• What is being asked:
Write out the listing below without alteration, omitting its pictures.

Records of labeled points:
# # # #

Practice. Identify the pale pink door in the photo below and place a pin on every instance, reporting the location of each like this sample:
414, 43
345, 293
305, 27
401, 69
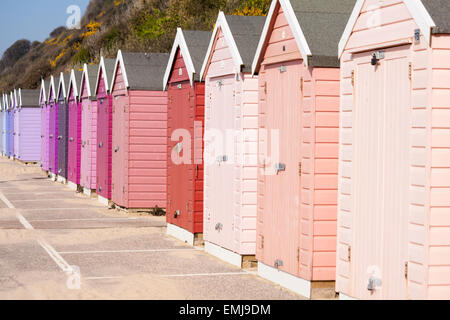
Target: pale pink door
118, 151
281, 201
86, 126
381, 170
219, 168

# # # #

• Answer to the task:
Practice. Identify the pale pink door in the photo below and place a pin on every instance, reporting the location of each like this sample:
414, 43
345, 293
305, 27
401, 69
Target: pale pink door
118, 151
281, 201
86, 126
381, 170
219, 168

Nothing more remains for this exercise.